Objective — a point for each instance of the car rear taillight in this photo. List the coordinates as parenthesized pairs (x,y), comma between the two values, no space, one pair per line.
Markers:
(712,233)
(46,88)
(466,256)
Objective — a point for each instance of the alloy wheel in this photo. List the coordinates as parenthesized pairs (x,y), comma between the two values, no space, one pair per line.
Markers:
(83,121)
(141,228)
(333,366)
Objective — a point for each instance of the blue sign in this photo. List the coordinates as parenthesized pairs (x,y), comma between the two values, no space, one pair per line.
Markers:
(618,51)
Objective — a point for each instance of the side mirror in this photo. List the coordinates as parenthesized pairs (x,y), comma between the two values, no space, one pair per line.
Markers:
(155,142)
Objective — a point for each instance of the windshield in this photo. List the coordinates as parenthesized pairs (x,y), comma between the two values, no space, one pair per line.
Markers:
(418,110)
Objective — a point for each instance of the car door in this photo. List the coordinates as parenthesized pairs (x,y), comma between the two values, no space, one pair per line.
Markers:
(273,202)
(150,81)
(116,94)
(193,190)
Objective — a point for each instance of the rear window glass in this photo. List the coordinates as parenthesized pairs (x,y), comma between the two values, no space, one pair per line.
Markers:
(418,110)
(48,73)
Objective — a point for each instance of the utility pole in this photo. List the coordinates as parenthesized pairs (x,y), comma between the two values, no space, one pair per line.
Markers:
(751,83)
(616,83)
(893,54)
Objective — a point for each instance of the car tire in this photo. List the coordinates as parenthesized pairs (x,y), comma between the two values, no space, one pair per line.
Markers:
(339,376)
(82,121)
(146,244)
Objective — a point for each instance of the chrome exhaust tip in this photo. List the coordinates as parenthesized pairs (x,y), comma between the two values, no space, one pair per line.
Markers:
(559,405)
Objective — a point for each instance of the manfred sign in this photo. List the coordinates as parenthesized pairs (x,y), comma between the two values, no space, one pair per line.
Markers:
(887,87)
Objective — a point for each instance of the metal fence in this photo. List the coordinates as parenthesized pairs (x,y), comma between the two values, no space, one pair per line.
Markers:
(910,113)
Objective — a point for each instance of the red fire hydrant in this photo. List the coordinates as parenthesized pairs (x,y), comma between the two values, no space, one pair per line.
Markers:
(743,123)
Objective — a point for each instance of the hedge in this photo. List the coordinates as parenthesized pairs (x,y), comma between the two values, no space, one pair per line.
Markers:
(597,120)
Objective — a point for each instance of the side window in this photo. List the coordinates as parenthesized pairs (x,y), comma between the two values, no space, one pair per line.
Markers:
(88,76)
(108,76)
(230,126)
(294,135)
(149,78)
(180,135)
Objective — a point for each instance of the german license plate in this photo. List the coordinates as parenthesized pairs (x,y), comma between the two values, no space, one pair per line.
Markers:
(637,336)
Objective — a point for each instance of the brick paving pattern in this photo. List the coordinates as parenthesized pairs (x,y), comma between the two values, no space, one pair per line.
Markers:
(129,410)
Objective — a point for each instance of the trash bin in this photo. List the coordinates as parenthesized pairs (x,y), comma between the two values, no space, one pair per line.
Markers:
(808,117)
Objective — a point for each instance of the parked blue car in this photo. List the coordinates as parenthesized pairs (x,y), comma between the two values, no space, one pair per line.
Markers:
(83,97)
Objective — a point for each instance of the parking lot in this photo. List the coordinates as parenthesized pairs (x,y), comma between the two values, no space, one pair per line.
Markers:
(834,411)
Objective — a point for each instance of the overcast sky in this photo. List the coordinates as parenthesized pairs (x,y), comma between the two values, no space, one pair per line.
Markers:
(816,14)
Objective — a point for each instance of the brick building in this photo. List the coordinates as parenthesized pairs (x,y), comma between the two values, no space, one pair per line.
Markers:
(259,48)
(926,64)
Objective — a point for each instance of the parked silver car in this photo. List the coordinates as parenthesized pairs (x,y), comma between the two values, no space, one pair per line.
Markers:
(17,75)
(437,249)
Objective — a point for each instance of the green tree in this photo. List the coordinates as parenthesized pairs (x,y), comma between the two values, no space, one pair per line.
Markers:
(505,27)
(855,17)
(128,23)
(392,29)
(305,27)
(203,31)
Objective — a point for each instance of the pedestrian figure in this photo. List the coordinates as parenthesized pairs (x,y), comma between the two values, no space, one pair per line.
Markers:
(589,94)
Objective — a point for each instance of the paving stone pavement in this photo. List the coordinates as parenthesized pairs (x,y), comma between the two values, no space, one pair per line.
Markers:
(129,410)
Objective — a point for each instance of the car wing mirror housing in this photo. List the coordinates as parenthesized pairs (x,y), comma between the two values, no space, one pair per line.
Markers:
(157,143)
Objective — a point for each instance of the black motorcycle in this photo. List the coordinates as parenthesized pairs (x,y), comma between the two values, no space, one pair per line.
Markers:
★ ★ ★ ★ ★ ★ ★
TASK DESCRIPTION: Transcribe all of the records above without any change, keeping every line in its original order.

RESULT OF THIS TASK:
Objective — a point for each instance of the car rear taillight in this photo. List the coordinates as parenthesized pairs (x,y), comma between the two values, no space, one pair per line.
Markers:
(712,233)
(46,88)
(466,256)
Objective — a point for each instance of the alloy wheel in this photo. List the coordinates as parenthesized pairs (x,y), comma between the two values, no space, one pair per line.
Markers:
(83,121)
(141,228)
(333,366)
Objective — a point for each instance of the blue sign in this photo. List the coordinates as parenthesized pairs (x,y), comma between the two values, no space, one pair per line.
Markers:
(618,51)
Objective — a point for each instance of the side mirror in this photo. List the coordinates as parenthesized pairs (x,y), comma between the two values, no space, one pair per line.
Markers:
(155,142)
Objective — a point for each instance of the windshield in this photo. List the coordinates as parenthesized pairs (x,y), comma between the two values, no space, one pair per line.
Markers:
(418,110)
Objective — a point for each instance of the car door in this photo. List the coordinates as parenthesized pairs (x,y), comma between the two values, no space, one pair per line.
Markers:
(273,202)
(150,81)
(116,94)
(193,190)
Objective — a point for each instance of the rear window glass in this photo. List the coordinates as parenthesized pairs (x,y), comma between the two values, no space, one pair per line.
Markers:
(418,110)
(48,73)
Objective — a point for each instance of the utility pole in this photo. List the coordinates as parenthesized pairs (x,y), comma between the two values, no space, one pair per line.
Markers:
(751,83)
(616,83)
(893,54)
Objective — a point for each instance of the car tire in this photo. List the coordinates as parenthesized pairs (x,y), comma between the two values, no space, one pair per line.
Markers:
(339,376)
(82,121)
(146,244)
Objective — a point for each instance of the chrome exhaust tip in this photo. List the coordinates as parenthesized pairs (x,y), comma between the two values, no space, one pair per line.
Markers:
(559,405)
Objective — a point for each instance of the manfred sign in this photo. List the coordinates as parenthesized pairs (x,y), comma between the two values, no space, one pair per line.
Markers:
(887,87)
Objective — a point for each instance of the metal fence in this photo. List the coordinates as parenthesized pairs (x,y), comma between the two values, no space, one pair per line.
Markers:
(910,113)
Objective — a point for each instance of the red fire hydrant in this photo. List the coordinates as parenthesized pairs (x,y), comma between the two values, no space, one pair per line.
Markers:
(743,123)
Objective — a point for each instance of the hedge in this photo. List the coordinates as parenthesized pairs (x,y), comma between the two values, no space, one pair per line.
Markers:
(597,120)
Objective — a point for each instance of the side window in this photo. List the coordinates as parenthesized pairs (x,y), comma between the two values, no space, one pair per line.
Markers:
(88,76)
(108,76)
(230,126)
(294,135)
(149,78)
(180,135)
Objective — a point for each instance of the german license plate in this photo. List the coordinates as parenthesized pairs (x,y), comma between the two values, no space, one pair per line.
Markers:
(637,336)
Objective — a point for each instance of the brick paving pattern in this photo. List the coordinates as parenthesized pairs (x,y), comma between the two values, no space, one pair per line.
Markers:
(129,410)
Objective — a point for each instance of the trash bin in this photo. List the coordinates as parenthesized pairs (x,y), comma between the two values, no space, one pair per line.
Markers:
(808,117)
Objective — a point for each instance of the parked blue car in this photo. List the coordinates as parenthesized pairs (x,y), comma between the two values, no space, one pair per line.
Markers:
(83,97)
Objective — a point for each instance of the parking lot in this photo. List the coordinates as parenthesized pairs (x,y), comma between the two values, no space, one pair per line.
Markers:
(834,411)
Objective — a point for each instance of the overcast sky in this photo. List the coordinates as parenthesized pairs (x,y), comma between the two values, no space, one pair per line.
Markers:
(816,14)
Objective — a point for each instance of the brick building in this photo. List the coordinates as parenthesized pairs (x,y), comma between the two values, no space, one pair per line.
Markers:
(259,48)
(926,64)
Objective — a point for each instance of the parked silver car in this photo. List the coordinates as parenthesized pairs (x,y), comma between the two values, no space, one pair per line.
Markers:
(17,75)
(437,249)
Objective — a point for each instance of the green tree in this photo. List the coordinates as parenthesized pairs (x,y), comma between the two values, no space, one pair per line.
Markers:
(505,27)
(855,17)
(128,23)
(392,29)
(305,27)
(203,31)
Objective — a point for each instance of the pedestrian figure in this photo. List the coordinates as parenthesized pairs (x,y), comma between the two values, no space, one pair per line.
Markers:
(589,94)
Objective — a point for each instance of the paving stone pavement in this photo. List the coordinates as parenthesized pairs (x,y), comma between the two values, no space, one pair per line.
Markers:
(129,410)
Objective — a point for each instance of the car wing mirror housing in this photo. List the coordinates as parenthesized pairs (x,y), comma between the two values, no space, one pair per line.
Markers:
(157,143)
Objective — a point for each instance of the black motorcycle in this photo. List the coordinates as parenthesized pairs (x,y), comma between the two values, no space, one pair per line.
Markers:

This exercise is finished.